ФРАГМЕНТ ТЕКСТА
Я стал различать детали материального устройства белого света и жизни людей. Естественно, я еще не понимал, как соотносятся эти детали со всем глубоким пластом культуры, который за ними высвечивается, но тем не менее вот эта набережная в Кимрах навсегда оставила в памяти впечатление самостоятельного великого художественного произведения.
Дальше мы стали попадать в какие-то прекрасные музеи, о существовании которых я даже не подозревал. Не знаю, сохранились ли они сейчас, не растасканы ли, не закрыты ли из-за безденежья или вечного российского равнодушия и раздолбайства, но тогда они были разбросаны по всей стране и назывались «краеведческими». Думаю, по совокупности они составляли один из самых великих музеев России.
Устроены они были почти все одинаково, по-своему очень трогательно: почти сразу за входом можно было обнаружить топорно сделанного не совсем трезвым местным таксидермистом мамонта, вроде как тоже спьяну забитого когда-то в округе, затем следовал обломок каменного топора, которым первобытный человек данной административной единицы сразил того самого мамонта. Затем следовал раздел, посвященный установлению советской власти в крае: можно было нажать кнопку — и на карте тут же вспыхивали лампочки, отмечающие очаги революционных выступлений, то есть особо разбойных нападений и поджогов местных усадеб и других очагов русской национальной культуры. Далее шли портреты самих поджигателей, местных павликов морозовых и фотографии останков отданных ими чекистам на растерзание пап, и уже затем начиналась так называемая мемориальная часть.
В этих почти всегда гениальных «мемориальных частях» мне стали открываться предметы, тоже прежде не привлекавшие моего внимания: ну скажем стоит под окошком секретер и один стул, на секретере какие-то предметы — подсвечник, может, обшитый бисером бронзовый письменный прибор, сверху — английские часы в деревянном футляре… Все предметы настоящие, редкой душевности, и в отличие от больших музеев, где они теснятся, мешают друг другу, тут они существуют как бы по отдельности, проникают внутрь сознания также отдельно и избирательно. А в целом под тем окошком — выдающийся онегинский мемориал, материализация того, что увидела когда-то Татьяна в усадьбе странного соседа…
Тогда же в этих музейных помещениях я увидел и старые русские портреты, которые почти все либо принадлежали кисти «неизвестного художника», либо изображали неизвестного (неизвестную) в армейском мундире (в кружевной шали). Я тут и обнаружил для себя, что, может быть, самый великий русский художник — пусть самый душевно близкий мне русский художник — это «неизвестный художник». Такого живописного своеобразия, такой отдельности человеческих лиц, как на этих портретах, не было даже у самых лучших живописцев России. Пусть те ставили себе более высокие, более сложные задачи и блистательно их решали… И в этих музейчиках часто попадались копии, а то даже и прелестные подлинники то Брюллова, то Шишкина… Но завораживали меня по-настоящему отчего-то эти «неизвестные» люди, изображенные «неизвестными» художниками. Я говорю именно об этой части русского портрета, зачастую выполненного крепостными, как об уникальном явлении русского искусства, впервые приоткрывшемся мне в ту поездку.

ЗАДАНИЯ
A – Определите, согласуются ли с текстом о краеведческих музеях следующие утверждения: (i) в краеведческих музеях почти сразу за входом можно было увидеть мамонта, изготовленного местным таксидермистом; (ii) в тексте утверждается, что краеведческие музеи сохранились до наших дней; (iii) в «мемориальных частях» предметы теснятся и мешают друг другу так же, как в больших музеях. Для каждого утверждения ответьте «да» или «нет» и приведите решающие слова текста дословно.
B – Перепишите без изменений отрывок из текста о краеведческих музеях: от слов «Я стал различать» до слов «великих музеев России.» включительно.
C – Напишите продолжение текста о краеведческих музеях, начиная сразу после его последнего предложения.

ПРЕДСТАВЛЕННЫЕ ДАННЫЕ
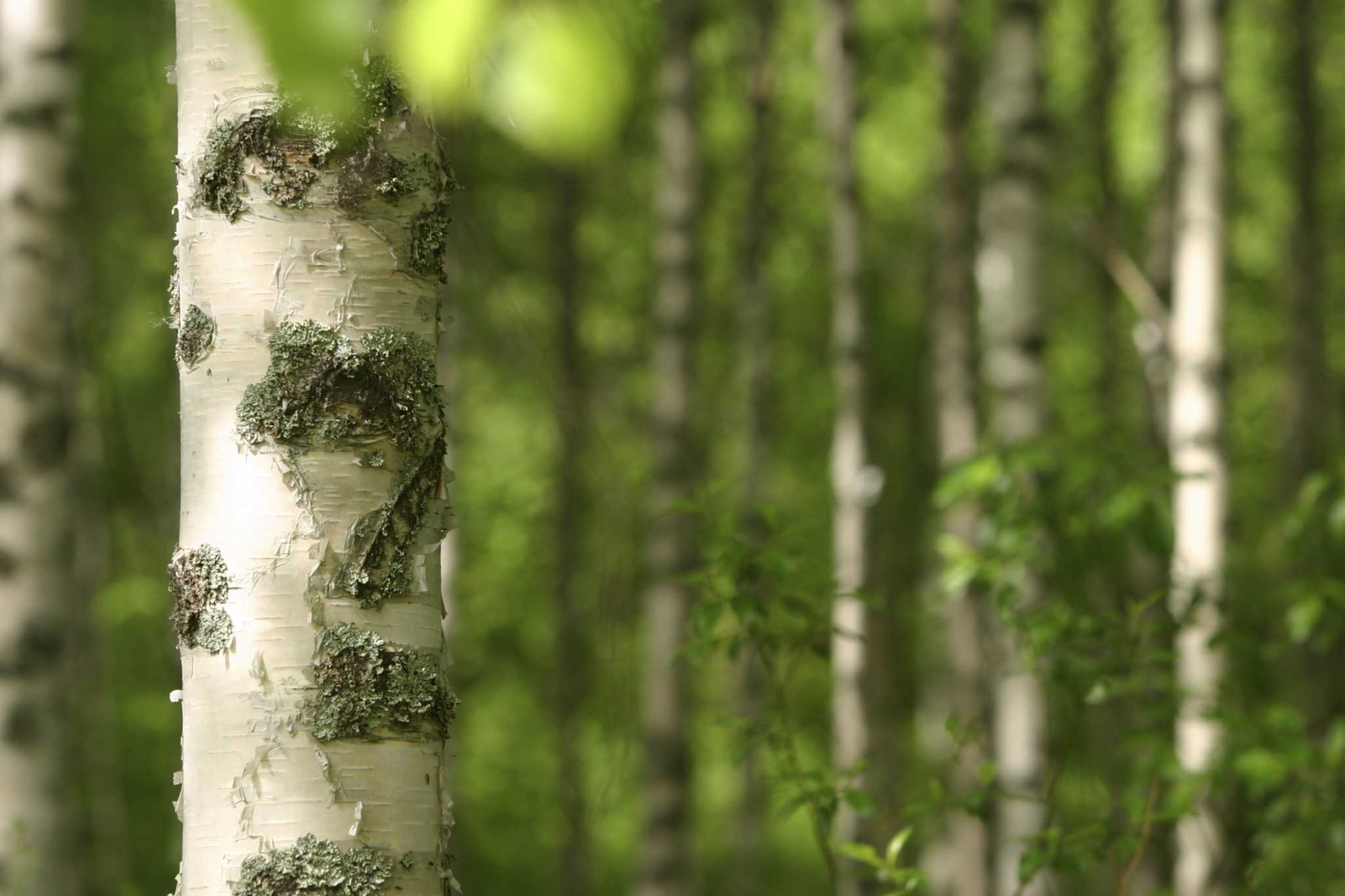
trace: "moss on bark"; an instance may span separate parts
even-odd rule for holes
[[[440,679],[438,651],[393,644],[354,623],[324,628],[317,640],[317,694],[304,704],[317,740],[367,737],[378,728],[448,736],[456,700]]]
[[[179,640],[213,654],[227,650],[234,640],[234,624],[223,608],[229,600],[229,568],[219,549],[202,545],[174,557],[168,564],[168,588]]]
[[[378,896],[393,877],[389,856],[367,846],[343,850],[304,834],[288,849],[243,860],[234,896]]]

ОТВЕТЫ
A –
(i) Да: «почти сразу за входом можно было обнаружить топорно сделанного не совсем трезвым местным таксидермистом мамонта».
(ii) Нет: «Не знаю, сохранились ли они сейчас».
(iii) Нет: «в отличие от больших музеев, где они теснятся, мешают друг другу, тут они существуют как бы по отдельности».

B –
Я стал различать детали материального устройства белого света и жизни людей. Естественно, я еще не понимал, как соотносятся эти детали со всем глубоким пластом культуры, который за ними высвечивается, но тем не менее вот эта набережная в Кимрах навсегда оставила в памяти впечатление самостоятельного великого художественного произведения.
Дальше мы стали попадать в какие-то прекрасные музеи, о существовании которых я даже не подозревал. Не знаю, сохранились ли они сейчас, не растасканы ли, не закрыты ли из-за безденежья или вечного российского равнодушия и раздолбайства, но тогда они были разбросаны по всей стране и назывались «краеведческими». Думаю, по совокупности они составляли один из самых великих музеев России.

C –
В достопамятной той поездке случилось и много смешного. Суперас мосфильмовского административного корпуса Дима Гризик, незадолго до этого на «Красной палатке» по указаниям Калашникова гонявший туда-сюда по Северному Ледовитому океану атомные ледоколы, а также не раз переворачивающий вверх ногами айсберги, почему-то вдруг не смог в каком-то из маленьких городов достать нам номер в гостинице (и это зимой, когда никаких командированных там в помине не было!); в итоге нам пришлось заночевать в таинственном лесном не то притоне, не то пансионате. Дима привел нас в комнату, где стояло штук сорок прикрытых каким-то рваньем панцирных сеток, на некоторых уже возлежали не то полусонные, не то полупьяные, но весьма внушительные тела водителей-дальнобойщиков.
— Дима, ты в своем уме? — только и вымолвил Калашников.
— Заклинило. Ничего не смог сделать, — покаялся Гризик.
Мы идиотически захохотали и повалились на койки в притоне-сорокаместнике. Как наутро выяснилось, Саша Борисов от усталости не заметил отопительную трубу, шедшую вдоль стены… Сам он комплекции вовсе не дальнобойной и во сне не заметил, как под эту трубу нечаянно закатился, протиснулся… Проснулся вкрутую сваренным и полуошпаренным, но и это отчего-то показалось нам только смешным — ничто не могло уже испортить настроения ни ему, ни нам…
Наутро мы продолжали свое путешествие по зачарованной белой стране. Более прекрасного облика России, чем тот, в котором она предстала нам в поездке по «Булычову», никогда не видел.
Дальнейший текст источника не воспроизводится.